Exercise requirements:
Look below for the line with "spot the white interior", and from there restate every line word for word until the entries end.
— Begin Given records —
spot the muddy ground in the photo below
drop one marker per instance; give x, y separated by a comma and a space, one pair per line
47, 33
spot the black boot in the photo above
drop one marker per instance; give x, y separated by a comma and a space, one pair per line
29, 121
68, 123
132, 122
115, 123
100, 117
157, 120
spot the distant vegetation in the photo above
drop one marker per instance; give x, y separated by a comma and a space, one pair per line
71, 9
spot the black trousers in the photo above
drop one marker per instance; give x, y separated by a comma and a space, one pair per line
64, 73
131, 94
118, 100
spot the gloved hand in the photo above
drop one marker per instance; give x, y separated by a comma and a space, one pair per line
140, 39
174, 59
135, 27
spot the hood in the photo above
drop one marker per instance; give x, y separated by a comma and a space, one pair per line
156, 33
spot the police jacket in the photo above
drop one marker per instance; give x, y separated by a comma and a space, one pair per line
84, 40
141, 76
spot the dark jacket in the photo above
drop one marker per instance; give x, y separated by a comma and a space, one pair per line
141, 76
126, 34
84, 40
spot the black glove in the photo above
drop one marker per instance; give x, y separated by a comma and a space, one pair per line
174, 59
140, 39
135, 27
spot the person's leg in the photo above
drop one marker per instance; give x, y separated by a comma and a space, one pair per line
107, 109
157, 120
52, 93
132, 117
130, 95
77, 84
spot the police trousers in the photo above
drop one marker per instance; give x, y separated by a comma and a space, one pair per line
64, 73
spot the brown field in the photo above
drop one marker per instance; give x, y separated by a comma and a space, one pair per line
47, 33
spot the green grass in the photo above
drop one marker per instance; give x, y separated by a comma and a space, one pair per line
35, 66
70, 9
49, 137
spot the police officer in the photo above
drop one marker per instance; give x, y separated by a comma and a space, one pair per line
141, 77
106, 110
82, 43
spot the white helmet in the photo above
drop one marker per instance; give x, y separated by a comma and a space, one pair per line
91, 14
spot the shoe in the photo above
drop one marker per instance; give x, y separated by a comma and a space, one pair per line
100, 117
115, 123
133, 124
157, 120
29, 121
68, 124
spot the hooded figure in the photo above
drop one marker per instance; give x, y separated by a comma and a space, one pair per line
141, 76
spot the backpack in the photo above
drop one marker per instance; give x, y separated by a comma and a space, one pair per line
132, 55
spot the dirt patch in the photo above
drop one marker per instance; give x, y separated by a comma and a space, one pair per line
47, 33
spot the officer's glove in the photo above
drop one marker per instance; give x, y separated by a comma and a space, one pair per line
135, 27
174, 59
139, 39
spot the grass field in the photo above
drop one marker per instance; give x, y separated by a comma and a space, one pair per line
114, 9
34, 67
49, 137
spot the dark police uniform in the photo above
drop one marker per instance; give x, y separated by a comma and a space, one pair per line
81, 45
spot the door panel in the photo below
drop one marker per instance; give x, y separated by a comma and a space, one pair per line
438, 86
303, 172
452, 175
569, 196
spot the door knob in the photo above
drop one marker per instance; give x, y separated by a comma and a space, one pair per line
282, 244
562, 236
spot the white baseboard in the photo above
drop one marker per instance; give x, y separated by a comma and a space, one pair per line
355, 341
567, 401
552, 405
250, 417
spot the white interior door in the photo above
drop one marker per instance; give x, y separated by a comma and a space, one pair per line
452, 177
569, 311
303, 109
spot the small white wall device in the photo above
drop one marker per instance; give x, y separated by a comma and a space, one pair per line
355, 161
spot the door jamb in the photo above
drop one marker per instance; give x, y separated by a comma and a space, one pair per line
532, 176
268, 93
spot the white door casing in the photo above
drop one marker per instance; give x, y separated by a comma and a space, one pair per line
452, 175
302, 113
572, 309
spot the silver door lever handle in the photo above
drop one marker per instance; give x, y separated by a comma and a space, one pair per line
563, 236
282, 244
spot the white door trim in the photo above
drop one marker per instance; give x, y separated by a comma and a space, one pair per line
— End Given records —
Written response:
spot the white interior door in the photo above
drop one marker per instance; give x, y separated by a comma and a space, one pair per line
452, 177
569, 311
303, 109
spot the small white wall device in the photo above
drop one marker per instance; give x, y separated by a comma and a space, one pair per line
355, 161
spot the door jamb in the photo above
drop one marker per instance; give x, y separated by a comma and a space, one pair per line
532, 176
268, 93
spot the white door casing in the photo above
drop one marker per instance; give x, y separated by a comma and a space, one pair per line
452, 175
302, 113
572, 309
spot the silver door lever handle in the photo above
drop one marker per instance; give x, y separated by a comma and a space, one pair per line
563, 236
282, 244
spot the white door trim in the photo above
drop one marker per instance; give x, y separated by a comma and a space, one pair per line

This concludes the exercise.